[Questions to answer]:
1. Can you rewrite the letter's passage between "This problem won't" and "under the rug.", inclusive, replacing "conference" with "meeting"?
2. According to the letter, to whom is it addressed?
3. Can you carry on the letter from its final sentence?

March 25, 1995
Alfred Zimmermann, Executive Director
Velo-City Conference '95, Basel
Re: My Paper (see abstract attached)
I was very sorry to hear that you decided not to accept my paper for your conference, particularly since it addresses one of the most serious issues facing bicyclists worldwide: how to prevent the bicycle technology from being used to harm, rather than enhance, the environment. As far as I know, I am the only person in the world presenting this issue in its most serious aspect -- not as a trivial conflict between mountain bikers and other trail users, but as the latest manifestation of man's threat to wildlife. I am the first and best spokesman for this point of view.
Mountain bicyclists are giving bicycling and bicyclists a bad reputation, and are thereby hurting our more important cause -- ending the dominance of the automobile in our society. They are creating an image of bicyclists as selfish people who don't care how they affect the people and wildlife around them (exactly like the first motorists!).
This problem won't disappear, simply by pretending that it doesn't exist. By shrinking from facing it head on, you are trivializing your conference. Either you are trying to avoid controversy, which will make the conference much less valuable than it could be as an international forum, or you are responding to pressure from mountain bikers, who have attempted to prevent these ideas from being heard, in every forum where the issue has come up. In either case, you do the cause of bicycling no good, and you lose the respect of the responsible bikers who don't want this issue swept under the rug.

[Recorded information]:
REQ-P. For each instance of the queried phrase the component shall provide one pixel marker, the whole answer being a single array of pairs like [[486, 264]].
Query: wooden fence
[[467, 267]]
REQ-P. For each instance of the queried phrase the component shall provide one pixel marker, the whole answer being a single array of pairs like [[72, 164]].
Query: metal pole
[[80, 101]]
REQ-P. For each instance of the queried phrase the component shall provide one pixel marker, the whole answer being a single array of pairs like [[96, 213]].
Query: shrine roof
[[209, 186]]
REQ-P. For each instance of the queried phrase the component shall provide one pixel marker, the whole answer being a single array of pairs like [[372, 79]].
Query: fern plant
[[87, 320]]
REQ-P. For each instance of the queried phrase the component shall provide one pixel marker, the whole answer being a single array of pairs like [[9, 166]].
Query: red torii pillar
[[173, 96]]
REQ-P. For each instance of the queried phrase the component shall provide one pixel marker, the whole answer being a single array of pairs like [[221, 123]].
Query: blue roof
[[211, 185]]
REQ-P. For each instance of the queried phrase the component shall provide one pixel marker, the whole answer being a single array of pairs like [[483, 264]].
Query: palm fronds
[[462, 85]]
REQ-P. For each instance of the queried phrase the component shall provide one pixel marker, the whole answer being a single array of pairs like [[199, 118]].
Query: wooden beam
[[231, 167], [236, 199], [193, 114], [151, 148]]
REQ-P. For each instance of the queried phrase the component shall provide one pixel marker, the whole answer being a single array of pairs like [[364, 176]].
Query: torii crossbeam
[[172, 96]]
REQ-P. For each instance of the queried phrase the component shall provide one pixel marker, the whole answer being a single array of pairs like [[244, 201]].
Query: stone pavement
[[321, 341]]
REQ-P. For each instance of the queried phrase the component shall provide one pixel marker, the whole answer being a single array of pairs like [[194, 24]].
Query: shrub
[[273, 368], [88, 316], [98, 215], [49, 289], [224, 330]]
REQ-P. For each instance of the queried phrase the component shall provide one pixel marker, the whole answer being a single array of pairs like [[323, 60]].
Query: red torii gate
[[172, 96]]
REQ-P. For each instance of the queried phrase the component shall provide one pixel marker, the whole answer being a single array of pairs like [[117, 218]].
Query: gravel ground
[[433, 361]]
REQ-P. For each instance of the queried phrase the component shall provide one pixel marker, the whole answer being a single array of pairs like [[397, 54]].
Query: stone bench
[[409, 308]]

[Responses]:
1.
This problem won't disappear, simply by pretending that it doesn't exist. By shrinking from facing it head on, you are trivializing your meeting. Either you are trying to avoid controversy, which will make the meeting much less valuable than it could be as an international forum, or you are responding to pressure from mountain bikers, who have attempted to prevent these ideas from being heard, in every forum where the issue has come up. In either case, you do the cause of bicycling no good, and you lose the respect of the responsible bikers who don't want this issue swept under the rug.

2. Alfred Zimmermann, Executive Director of the Velo-City Conference '95 in Basel.

3.
I hope that you will reconsider your decision, and allow these crucial issues to be aired in the conference. I would prefer to speak alone, rather than in a debate format, because that would create a scientific, rather than histrionic, atmosphere. If I am not allowed to speak, I will probably not attend the conference. A "poster session" would not provide the prominence that this important issue deserves.
Michael J. Vandeman, Ph.D.
Appropriate and Inappropriate Use of Bicycles:
Mountain Biking versus Wildlife
Humans believe that they own, and have a right to dominate, every square inch of the Earth. The consequence is that wildlife species are being driven to extinction at an enormous rate, comparable to that of any of the greatest mass extinctions in the Earth's history. This process threatens our enjoyment of life, the availability of foods, medicines, and other useful chemicals, and even our survival as a species. Bicyclists, like everyone else, must choose whether they want to continue this ancient, human-centered tradition, or help create a new biocentric ethic that cherishes and protects biodiversity. In our righteous enthusiasm for the bicycle, let's not forget that it is a machine, and that it can do harm as well as good. Let's use the bicycle to replace motor vehicles, not to expand man's already excessive reach into wildlife habitat!